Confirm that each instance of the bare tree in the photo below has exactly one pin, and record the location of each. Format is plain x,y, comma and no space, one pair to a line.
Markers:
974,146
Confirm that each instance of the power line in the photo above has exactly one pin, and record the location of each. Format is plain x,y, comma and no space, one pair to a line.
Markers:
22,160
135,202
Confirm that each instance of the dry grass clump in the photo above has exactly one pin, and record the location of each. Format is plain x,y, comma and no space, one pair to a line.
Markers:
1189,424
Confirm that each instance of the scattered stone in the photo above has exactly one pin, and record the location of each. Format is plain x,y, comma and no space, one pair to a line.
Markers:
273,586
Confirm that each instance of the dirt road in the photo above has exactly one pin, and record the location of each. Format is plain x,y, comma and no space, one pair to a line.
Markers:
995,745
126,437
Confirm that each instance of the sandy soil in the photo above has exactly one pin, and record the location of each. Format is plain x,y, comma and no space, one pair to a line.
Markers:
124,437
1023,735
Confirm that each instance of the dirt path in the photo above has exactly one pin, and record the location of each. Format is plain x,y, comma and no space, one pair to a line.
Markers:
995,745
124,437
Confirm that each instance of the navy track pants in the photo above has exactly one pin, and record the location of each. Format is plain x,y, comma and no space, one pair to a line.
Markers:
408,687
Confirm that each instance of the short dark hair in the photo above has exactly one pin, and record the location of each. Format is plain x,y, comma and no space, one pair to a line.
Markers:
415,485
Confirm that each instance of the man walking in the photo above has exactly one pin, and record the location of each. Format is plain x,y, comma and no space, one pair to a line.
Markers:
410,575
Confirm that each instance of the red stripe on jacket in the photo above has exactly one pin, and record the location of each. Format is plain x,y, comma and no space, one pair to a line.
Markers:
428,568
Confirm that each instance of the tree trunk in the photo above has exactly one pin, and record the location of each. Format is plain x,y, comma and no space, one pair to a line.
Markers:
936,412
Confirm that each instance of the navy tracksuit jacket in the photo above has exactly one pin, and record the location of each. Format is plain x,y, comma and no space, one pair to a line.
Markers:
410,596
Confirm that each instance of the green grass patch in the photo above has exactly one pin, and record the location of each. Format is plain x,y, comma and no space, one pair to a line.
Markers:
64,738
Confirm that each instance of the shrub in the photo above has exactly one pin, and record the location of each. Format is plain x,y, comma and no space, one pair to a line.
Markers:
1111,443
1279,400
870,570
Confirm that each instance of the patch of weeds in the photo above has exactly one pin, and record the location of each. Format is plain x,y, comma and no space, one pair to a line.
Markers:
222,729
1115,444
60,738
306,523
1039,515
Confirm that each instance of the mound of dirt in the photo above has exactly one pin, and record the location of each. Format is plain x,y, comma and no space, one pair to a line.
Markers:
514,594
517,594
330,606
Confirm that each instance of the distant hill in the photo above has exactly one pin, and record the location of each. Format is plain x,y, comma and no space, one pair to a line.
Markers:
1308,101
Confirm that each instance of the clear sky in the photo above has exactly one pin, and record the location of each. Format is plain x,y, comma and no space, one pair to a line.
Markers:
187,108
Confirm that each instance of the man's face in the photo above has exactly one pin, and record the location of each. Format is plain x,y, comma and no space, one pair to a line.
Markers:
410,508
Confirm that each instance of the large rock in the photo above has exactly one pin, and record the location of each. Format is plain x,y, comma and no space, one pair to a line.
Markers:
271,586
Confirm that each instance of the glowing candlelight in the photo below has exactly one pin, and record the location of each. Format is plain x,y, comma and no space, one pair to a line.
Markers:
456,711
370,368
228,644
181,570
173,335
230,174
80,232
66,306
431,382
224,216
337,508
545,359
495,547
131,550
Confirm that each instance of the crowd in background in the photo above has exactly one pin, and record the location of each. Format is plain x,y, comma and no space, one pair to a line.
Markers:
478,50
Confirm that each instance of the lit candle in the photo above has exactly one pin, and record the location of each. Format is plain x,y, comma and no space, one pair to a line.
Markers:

━━━━━━━━━━━━━━━━━━━━━━━━━━━━━━

* **Exercise directions**:
Repeat every line of the records above exactly.

* **Result of this exercise**:
Confirm that each instance of the bare tree in the photo below has exactly one pin, and record the location of each. Format is plain x,y, comma and no space, one pair to a line.
Markers:
974,146
Confirm that each instance of the power line in the photo above has exactly one pin, and record the location of each. Format is plain x,y, comma and no space, one pair to a line.
Markers:
22,160
135,202
Confirm that each instance of the dry grass clump in the photo above has exactly one pin, and record the location of each. Format is plain x,y, comma and no space, one pair to a line.
Markers:
1189,424
Confirm that each instance of the scattered stone in the photo above has exactly one pin, and record the location of each. Format is plain x,y, comma and no space, one pair to a line.
Markers:
273,586
Confirm that each instance of the dirt road in the photo above has exactly one pin, and record the location of each. Format is plain x,y, comma and no space, one pair to a line.
Markers:
995,745
126,437
Confirm that each instance of the sandy soil in the photo above has exactly one pin, and record the location of each. Format is plain x,y, comma and no space, one pair to a line.
Markers:
124,437
1023,735
Confirm that each instance of the dirt path in the photo above has exactly one pin, and record the location of each. Format is plain x,y, comma and no space, one pair to a line.
Markers:
995,745
124,437
Confirm that each instance of the navy track pants in the photo above has exactly one pin, and record the location of each. Format is plain x,y, comma and no space, one pair to a line.
Markers:
408,687
Confirm that each instance of the short dark hair in the photo above has exactly one pin, and record the location of each. Format is plain x,y, comma and no space, one pair to a line.
Markers:
415,485
Confirm that each instance of the man walking in the photo above has exactly one pin, and record the location of each. Format is plain x,y, comma and no space, one pair to a line.
Markers:
410,575
Confirm that each instance of the red stripe on jacket in the photo above has exactly one pin, and record the location of each. Format is plain x,y, comma and no space, one pair to a line.
Markers:
428,568
Confirm that each instance of the tree trunk in the photo above has exactly one pin, and record the location of each. Format is plain x,y, comma and no space, one pair to a line.
Markers:
936,412
Confirm that each instance of the navy tracksuit jacket in the photo above has exactly one pin, and record the location of each. Format is plain x,y, comma and no space, one pair to a line.
Markers:
410,596
Confirm that each instance of the green grass patch in the photo above has exactly one pin, and record the location of each. Format is plain x,y, comma and no space, one pair to a line.
Markers:
64,738
Confirm that each instance of the shrub in the photo above has exactly one pin, and record the location of each. Format is plain x,y, comma and no space, one pair to a line.
Markers:
1111,443
1279,400
870,570
Confirm that each instance of the patch of weeds in the photo above has exactly one pin, and record the location of each. Format is plain x,y, comma and no space, one pair to a line.
Markers:
222,729
1115,444
60,738
306,523
1039,515
Confirm that each instance of the mound of dirt in the photo above has exactly one pin, and record the location of each. Format is plain x,y, comma and no space, one pair to a line.
Markers:
514,594
517,594
330,606
Confirm that each instance of the distant hill in the photo above has exactly one pin, and record the location of each. Format is plain x,y, comma and no space, one pair to a line.
Markers:
1308,101
Confirm that each instance of the clear sky in the photo above has exactly one pin, and record the location of each. Format is plain x,y, comma and no space, one pair to a line.
Markers:
187,108
Confirm that each instance of the man's face in the photo above has exactly one pin, and record the location of each. Format is plain x,y, comma and no space, one pair to a line.
Markers:
410,508
Confirm that each instance of the large rock in the photo above has exactly one pin, and record the location of each. Format is plain x,y, comma and no space, one pair to a line.
Markers:
271,586
Confirm that each instance of the glowing candlelight in the photo below has exactly one pin, and record the location of each. Format is plain x,y, comma and no space, one pair to a line.
Markers:
456,711
370,368
228,644
181,570
173,335
230,174
80,232
66,306
431,382
224,216
337,508
545,359
495,547
131,550
Confirm that each instance of the crowd in background in the photo above has exactly one pin, and record the location of each. Format is plain x,y, comma and no space, one pair to a line.
Markers:
478,50
Confirm that each instance of the lit candle in the photo above has exactly one pin, and record the location of each. Format is plain x,y, comma and no space, one pair to a line.
Markers:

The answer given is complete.